> _HOW TO COMPLETE THIS TASK_: Make an exact copy, from the records below, of the lines from the line containing "the large green" to the line containing "Practice step: put one dot on every instance of the white", both lines included, excluding pictures.

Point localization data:
--- START ---
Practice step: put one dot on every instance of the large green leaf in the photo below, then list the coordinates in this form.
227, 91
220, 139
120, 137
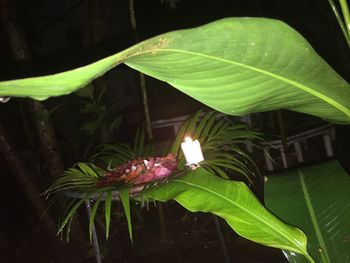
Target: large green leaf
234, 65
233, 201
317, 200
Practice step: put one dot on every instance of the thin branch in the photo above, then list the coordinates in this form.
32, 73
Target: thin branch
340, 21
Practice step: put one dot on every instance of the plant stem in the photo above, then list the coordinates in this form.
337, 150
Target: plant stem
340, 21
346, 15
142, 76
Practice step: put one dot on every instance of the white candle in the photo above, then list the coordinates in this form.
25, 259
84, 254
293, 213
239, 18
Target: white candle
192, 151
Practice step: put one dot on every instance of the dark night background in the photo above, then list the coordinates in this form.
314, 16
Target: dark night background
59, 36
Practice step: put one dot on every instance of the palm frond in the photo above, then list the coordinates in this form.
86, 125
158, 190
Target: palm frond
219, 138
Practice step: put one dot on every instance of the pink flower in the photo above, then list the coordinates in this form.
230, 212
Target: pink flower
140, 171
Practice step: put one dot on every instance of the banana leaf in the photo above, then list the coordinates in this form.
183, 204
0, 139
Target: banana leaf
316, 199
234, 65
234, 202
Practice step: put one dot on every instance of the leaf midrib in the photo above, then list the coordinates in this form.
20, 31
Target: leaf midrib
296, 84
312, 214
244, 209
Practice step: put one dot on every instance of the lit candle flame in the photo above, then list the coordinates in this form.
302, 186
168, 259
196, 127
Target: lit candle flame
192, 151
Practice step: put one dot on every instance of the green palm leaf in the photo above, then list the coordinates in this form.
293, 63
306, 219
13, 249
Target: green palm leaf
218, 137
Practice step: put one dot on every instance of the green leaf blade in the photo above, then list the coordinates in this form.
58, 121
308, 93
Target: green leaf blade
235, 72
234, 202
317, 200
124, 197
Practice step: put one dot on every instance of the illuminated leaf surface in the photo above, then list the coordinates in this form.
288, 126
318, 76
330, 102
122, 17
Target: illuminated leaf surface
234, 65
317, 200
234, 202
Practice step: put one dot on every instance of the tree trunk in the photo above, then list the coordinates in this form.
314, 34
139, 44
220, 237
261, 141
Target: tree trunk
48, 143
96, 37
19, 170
--- END ---
--- START ---
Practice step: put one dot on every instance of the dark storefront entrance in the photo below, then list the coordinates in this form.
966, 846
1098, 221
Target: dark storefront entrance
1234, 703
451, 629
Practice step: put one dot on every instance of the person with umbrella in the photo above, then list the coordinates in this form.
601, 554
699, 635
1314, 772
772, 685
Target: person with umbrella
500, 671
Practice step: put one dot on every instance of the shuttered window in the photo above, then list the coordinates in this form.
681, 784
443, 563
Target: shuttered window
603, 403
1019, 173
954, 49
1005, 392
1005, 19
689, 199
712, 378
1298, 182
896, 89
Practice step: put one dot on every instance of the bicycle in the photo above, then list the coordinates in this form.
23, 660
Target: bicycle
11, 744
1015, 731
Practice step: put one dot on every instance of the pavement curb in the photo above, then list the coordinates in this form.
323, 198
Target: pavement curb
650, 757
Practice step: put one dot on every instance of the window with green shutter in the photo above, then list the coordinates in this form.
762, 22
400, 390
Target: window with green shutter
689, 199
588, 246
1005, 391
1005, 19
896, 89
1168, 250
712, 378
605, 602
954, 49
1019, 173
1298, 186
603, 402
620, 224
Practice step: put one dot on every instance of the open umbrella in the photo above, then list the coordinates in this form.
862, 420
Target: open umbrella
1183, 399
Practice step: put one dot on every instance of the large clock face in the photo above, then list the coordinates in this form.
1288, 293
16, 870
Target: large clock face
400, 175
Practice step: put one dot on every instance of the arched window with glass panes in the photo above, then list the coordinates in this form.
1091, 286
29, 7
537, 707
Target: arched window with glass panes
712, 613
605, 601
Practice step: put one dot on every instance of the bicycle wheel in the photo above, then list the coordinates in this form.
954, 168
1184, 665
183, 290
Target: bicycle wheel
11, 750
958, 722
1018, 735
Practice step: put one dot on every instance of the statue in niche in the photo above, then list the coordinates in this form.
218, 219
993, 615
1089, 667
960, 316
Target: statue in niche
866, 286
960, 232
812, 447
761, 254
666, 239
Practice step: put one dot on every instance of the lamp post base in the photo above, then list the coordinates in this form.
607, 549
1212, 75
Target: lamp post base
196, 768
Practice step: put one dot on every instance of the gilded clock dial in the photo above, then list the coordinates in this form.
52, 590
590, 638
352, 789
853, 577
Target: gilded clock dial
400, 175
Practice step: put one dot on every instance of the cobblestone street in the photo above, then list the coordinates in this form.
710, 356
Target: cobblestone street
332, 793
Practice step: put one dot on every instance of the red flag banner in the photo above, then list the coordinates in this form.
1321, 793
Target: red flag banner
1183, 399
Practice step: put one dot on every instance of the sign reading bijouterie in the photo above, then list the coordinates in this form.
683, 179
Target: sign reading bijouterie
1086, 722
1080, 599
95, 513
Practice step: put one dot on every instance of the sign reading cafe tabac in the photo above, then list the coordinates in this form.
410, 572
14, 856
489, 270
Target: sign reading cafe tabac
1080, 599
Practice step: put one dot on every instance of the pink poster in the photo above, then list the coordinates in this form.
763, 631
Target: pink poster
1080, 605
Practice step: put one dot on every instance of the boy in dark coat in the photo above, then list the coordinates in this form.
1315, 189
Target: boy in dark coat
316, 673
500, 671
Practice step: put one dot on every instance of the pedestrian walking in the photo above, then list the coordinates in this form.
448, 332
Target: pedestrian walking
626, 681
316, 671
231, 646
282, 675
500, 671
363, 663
--- END ---
> _RESPONSE AREA_:
Practice step: put one dot on every instance of the large green leaf in the photo below, then list the coordinates in this form.
227, 91
220, 139
120, 137
Target: large green leaf
234, 65
233, 201
317, 200
Practice step: put one dot on every instance of the thin branch in the photo above, then list the coordinates in this form.
32, 73
Target: thin branch
340, 21
Practice step: put one dot on every instance of the plant stem in the photo above, then list the coordinates in this form.
337, 150
Target: plant stem
340, 21
346, 15
142, 76
Practice step: put one dot on every instance of the white candle in the photo above, then list the coordinates in this form.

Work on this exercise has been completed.